• [The problem]: Take the line containing "Target: large flat-roofed building" and every line after it to the end of the records, and copy them exactly, excluding pictures.

• [Supplied data]:
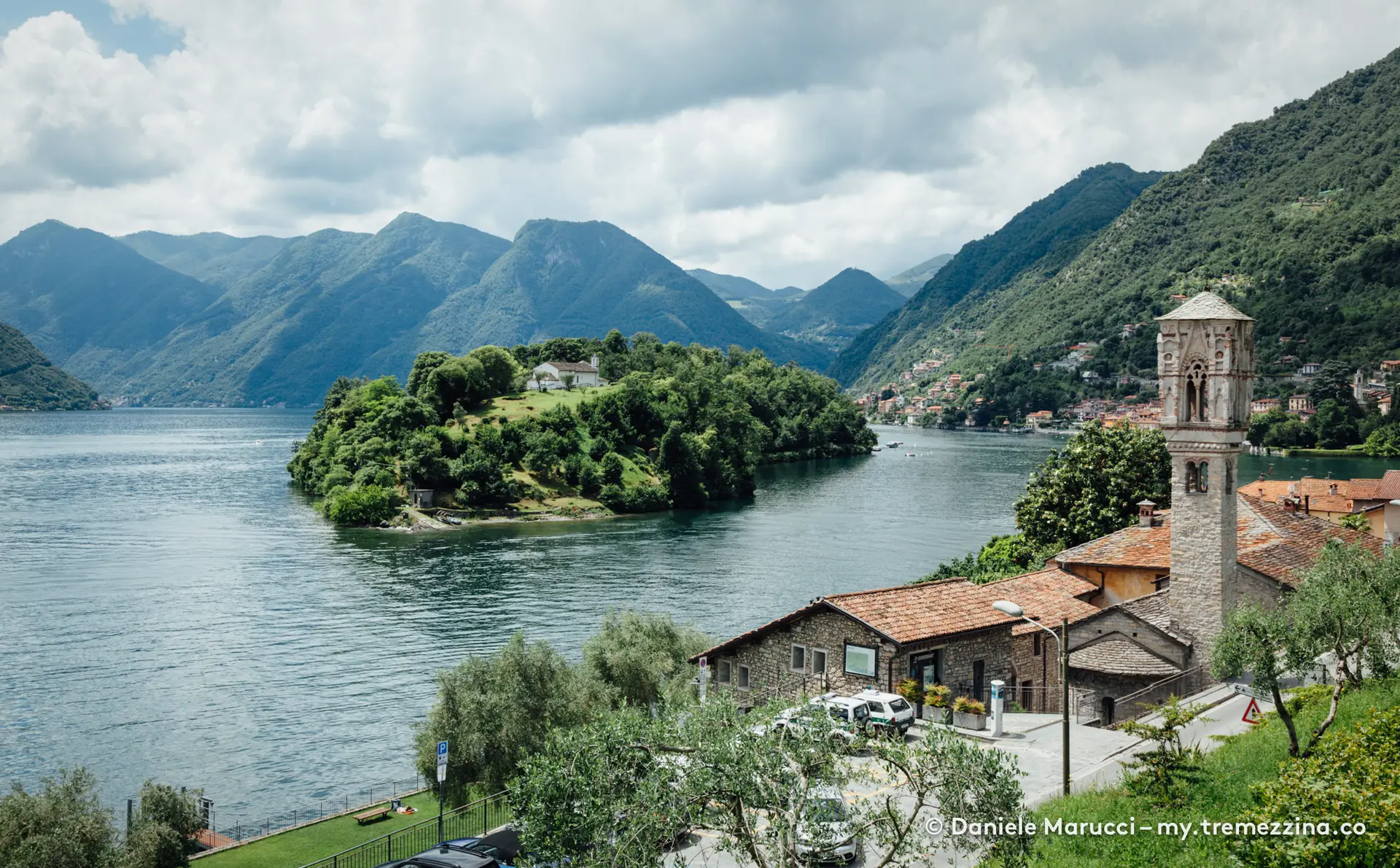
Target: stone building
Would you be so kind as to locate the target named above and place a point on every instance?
(944, 632)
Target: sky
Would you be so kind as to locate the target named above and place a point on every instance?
(779, 140)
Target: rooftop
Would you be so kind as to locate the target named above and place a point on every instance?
(1206, 306)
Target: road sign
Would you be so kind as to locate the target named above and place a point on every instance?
(1252, 713)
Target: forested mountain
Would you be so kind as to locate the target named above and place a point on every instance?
(214, 258)
(753, 301)
(90, 303)
(910, 280)
(209, 318)
(1039, 240)
(838, 311)
(583, 279)
(30, 381)
(1293, 219)
(730, 287)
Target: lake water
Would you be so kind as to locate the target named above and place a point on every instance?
(170, 608)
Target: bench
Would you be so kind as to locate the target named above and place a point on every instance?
(373, 814)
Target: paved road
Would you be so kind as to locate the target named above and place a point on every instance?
(1097, 758)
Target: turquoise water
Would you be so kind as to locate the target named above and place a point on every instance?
(170, 608)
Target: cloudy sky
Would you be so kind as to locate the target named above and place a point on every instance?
(777, 140)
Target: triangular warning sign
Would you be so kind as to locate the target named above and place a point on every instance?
(1252, 713)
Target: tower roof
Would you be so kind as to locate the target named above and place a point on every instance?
(1206, 306)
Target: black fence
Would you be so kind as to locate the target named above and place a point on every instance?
(226, 828)
(473, 819)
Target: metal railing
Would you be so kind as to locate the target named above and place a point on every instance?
(228, 828)
(472, 819)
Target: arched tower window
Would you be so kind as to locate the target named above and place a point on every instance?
(1197, 399)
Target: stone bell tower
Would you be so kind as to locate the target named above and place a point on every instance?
(1206, 367)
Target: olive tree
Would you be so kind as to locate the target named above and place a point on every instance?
(619, 791)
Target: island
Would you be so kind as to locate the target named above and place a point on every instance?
(566, 429)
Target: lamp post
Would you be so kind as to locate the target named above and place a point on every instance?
(1006, 607)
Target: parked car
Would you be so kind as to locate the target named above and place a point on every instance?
(850, 717)
(825, 832)
(446, 856)
(888, 710)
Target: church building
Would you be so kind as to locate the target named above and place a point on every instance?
(1144, 605)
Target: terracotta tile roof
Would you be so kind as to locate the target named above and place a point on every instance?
(910, 613)
(1270, 539)
(1281, 543)
(1120, 657)
(1136, 546)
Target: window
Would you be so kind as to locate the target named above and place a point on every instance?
(860, 659)
(798, 662)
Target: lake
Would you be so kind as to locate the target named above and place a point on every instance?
(170, 608)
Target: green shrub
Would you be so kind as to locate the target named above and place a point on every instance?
(362, 505)
(1350, 779)
(637, 499)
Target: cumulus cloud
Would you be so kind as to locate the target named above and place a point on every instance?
(782, 139)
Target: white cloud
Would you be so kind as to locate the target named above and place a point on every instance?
(782, 140)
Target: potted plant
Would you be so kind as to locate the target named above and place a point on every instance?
(969, 713)
(937, 697)
(913, 694)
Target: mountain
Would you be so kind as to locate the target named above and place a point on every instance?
(321, 309)
(1291, 219)
(728, 286)
(90, 303)
(1041, 240)
(213, 258)
(30, 381)
(836, 311)
(910, 280)
(581, 279)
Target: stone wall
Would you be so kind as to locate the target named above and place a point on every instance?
(770, 657)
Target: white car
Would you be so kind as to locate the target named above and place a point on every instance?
(888, 710)
(823, 832)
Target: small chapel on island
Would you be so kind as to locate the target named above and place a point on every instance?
(1144, 605)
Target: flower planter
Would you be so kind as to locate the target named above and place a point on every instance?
(969, 721)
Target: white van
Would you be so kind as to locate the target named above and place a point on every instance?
(888, 710)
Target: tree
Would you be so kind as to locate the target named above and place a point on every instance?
(499, 370)
(497, 709)
(618, 791)
(1164, 772)
(61, 825)
(642, 657)
(163, 834)
(1092, 486)
(1336, 426)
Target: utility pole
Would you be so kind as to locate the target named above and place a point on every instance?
(1065, 685)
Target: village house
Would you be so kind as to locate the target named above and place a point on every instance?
(1301, 405)
(560, 374)
(1141, 607)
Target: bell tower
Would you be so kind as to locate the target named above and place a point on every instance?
(1206, 368)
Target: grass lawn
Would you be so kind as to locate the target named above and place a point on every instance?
(529, 403)
(310, 843)
(1220, 796)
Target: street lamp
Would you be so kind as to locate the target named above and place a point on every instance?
(1006, 607)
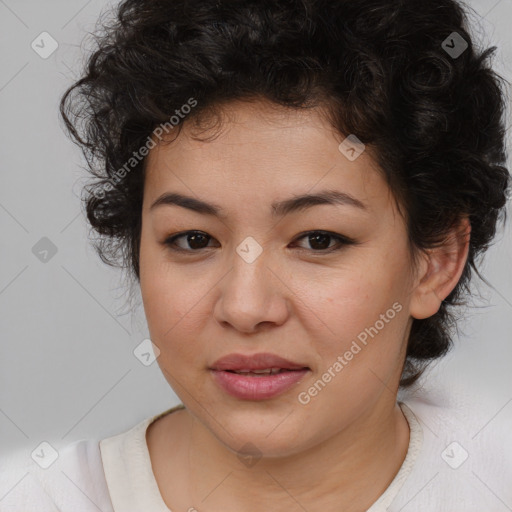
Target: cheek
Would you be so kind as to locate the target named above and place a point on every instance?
(363, 311)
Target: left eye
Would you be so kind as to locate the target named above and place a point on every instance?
(319, 241)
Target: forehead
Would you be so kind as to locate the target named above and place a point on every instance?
(261, 152)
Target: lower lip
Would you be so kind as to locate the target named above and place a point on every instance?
(257, 388)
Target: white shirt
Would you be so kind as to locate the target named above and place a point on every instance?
(452, 465)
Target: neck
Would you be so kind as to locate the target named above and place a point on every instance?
(348, 471)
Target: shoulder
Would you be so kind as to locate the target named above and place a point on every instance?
(465, 461)
(63, 480)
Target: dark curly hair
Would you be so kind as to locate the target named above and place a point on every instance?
(380, 69)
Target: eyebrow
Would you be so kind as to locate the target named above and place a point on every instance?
(279, 209)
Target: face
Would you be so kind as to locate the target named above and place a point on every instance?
(325, 286)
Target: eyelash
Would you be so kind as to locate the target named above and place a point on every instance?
(343, 241)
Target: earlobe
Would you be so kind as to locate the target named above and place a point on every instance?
(440, 272)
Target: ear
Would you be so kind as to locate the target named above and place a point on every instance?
(440, 271)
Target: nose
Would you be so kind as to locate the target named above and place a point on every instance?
(253, 296)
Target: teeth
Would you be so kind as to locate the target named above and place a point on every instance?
(267, 371)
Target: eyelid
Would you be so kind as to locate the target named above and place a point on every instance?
(343, 241)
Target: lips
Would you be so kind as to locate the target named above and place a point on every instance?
(257, 377)
(241, 363)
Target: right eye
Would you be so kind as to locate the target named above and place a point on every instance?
(195, 239)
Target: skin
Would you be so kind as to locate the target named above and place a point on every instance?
(341, 450)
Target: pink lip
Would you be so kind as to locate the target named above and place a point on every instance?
(257, 388)
(250, 387)
(254, 362)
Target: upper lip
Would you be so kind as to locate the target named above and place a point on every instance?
(260, 361)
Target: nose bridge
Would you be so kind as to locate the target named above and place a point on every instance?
(250, 294)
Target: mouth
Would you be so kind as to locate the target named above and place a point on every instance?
(265, 372)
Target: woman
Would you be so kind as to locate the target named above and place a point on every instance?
(301, 189)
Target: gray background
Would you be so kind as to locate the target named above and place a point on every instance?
(67, 368)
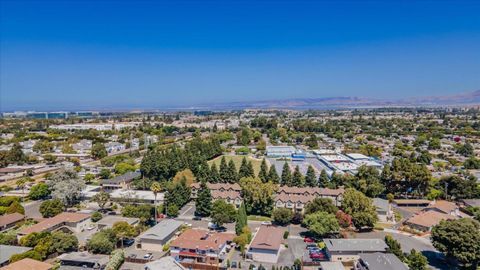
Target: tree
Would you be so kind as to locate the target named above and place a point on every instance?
(123, 230)
(102, 242)
(310, 177)
(214, 174)
(323, 180)
(241, 219)
(172, 210)
(101, 198)
(246, 169)
(416, 261)
(297, 178)
(51, 208)
(63, 242)
(203, 202)
(394, 247)
(99, 151)
(282, 216)
(368, 181)
(258, 196)
(321, 205)
(312, 141)
(459, 239)
(321, 223)
(104, 174)
(286, 175)
(15, 207)
(39, 191)
(222, 212)
(156, 188)
(272, 175)
(263, 173)
(232, 172)
(360, 208)
(96, 216)
(66, 186)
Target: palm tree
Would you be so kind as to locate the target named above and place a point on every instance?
(155, 188)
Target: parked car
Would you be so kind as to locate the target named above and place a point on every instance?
(148, 256)
(308, 240)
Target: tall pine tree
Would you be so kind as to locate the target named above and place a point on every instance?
(232, 172)
(310, 178)
(203, 204)
(214, 174)
(273, 175)
(263, 173)
(224, 171)
(241, 220)
(244, 171)
(323, 180)
(286, 175)
(297, 179)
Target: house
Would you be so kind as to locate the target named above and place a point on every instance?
(384, 210)
(108, 221)
(280, 151)
(7, 251)
(197, 247)
(82, 260)
(266, 244)
(425, 220)
(158, 235)
(74, 222)
(10, 220)
(380, 261)
(296, 198)
(165, 263)
(28, 264)
(120, 182)
(331, 266)
(346, 250)
(221, 191)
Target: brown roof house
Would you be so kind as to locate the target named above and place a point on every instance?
(74, 222)
(266, 244)
(10, 220)
(196, 248)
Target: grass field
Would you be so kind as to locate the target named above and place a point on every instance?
(238, 161)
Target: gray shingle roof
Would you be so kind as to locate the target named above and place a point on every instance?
(162, 230)
(8, 251)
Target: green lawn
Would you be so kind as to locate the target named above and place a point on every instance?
(238, 161)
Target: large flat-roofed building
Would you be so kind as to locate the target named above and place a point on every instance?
(346, 250)
(266, 244)
(157, 236)
(379, 261)
(280, 151)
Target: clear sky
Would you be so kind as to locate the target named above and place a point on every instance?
(83, 54)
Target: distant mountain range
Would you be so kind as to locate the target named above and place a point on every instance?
(463, 99)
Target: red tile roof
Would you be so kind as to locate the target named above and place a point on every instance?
(268, 237)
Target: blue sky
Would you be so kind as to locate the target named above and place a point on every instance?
(154, 54)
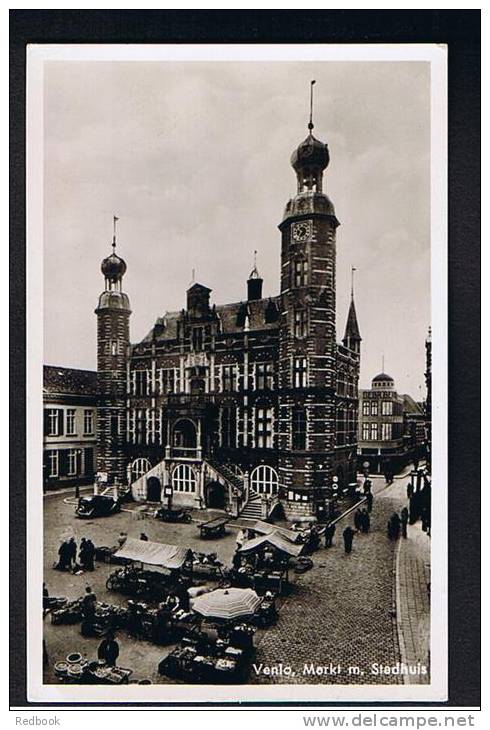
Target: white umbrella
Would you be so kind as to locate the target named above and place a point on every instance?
(227, 603)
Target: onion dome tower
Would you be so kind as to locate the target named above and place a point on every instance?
(254, 283)
(307, 334)
(113, 313)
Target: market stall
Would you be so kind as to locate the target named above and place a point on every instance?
(173, 562)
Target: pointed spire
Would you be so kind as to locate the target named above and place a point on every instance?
(310, 123)
(114, 221)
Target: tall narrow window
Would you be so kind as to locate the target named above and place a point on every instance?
(197, 339)
(88, 422)
(53, 422)
(70, 422)
(300, 272)
(264, 375)
(299, 429)
(228, 373)
(53, 464)
(300, 372)
(263, 421)
(228, 427)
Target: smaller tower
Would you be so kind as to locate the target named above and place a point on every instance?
(254, 283)
(113, 313)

• [Answer]:
Target: large flat-roofed building
Would you be so kind as to locate the target named above and place a point on every instance?
(346, 250)
(266, 244)
(157, 236)
(379, 261)
(280, 151)
Target: clear sky
Would you be so kind as to locate the target named above and place a point on every instance?
(83, 54)
Target: distant mountain range
Would you be so kind as to locate the target named above and place a point on every instance?
(463, 99)
Target: red tile roof
Would you be so kind as to locate the target named above and place a point on every instance?
(268, 237)
Target: blue sky
Would you be so kind as to locate the target named above and place a point on every instance?
(154, 54)
Target: white umbrella
Would you be so kind as to locate the target named above and place a point on every instance?
(227, 603)
Target: onion dome tower
Would you be so kind as to locate the target named above and place a point on every instance?
(254, 283)
(307, 334)
(113, 313)
Target: market stall
Would you be so kind as to locate the target named above and place a point on every instance?
(173, 562)
Target: pointed spire
Would you be so kind as to locate the target named above and place a point on every instance?
(310, 123)
(114, 221)
Target: tall narrow window
Would you be so kind as to locate the target named above and place a point on every instance?
(197, 339)
(88, 422)
(53, 422)
(70, 422)
(300, 272)
(264, 375)
(299, 429)
(228, 373)
(53, 464)
(300, 372)
(263, 421)
(228, 427)
Target: smaller tower
Would you be so kind as to locate the target named above and place a point on every instance?
(254, 283)
(113, 313)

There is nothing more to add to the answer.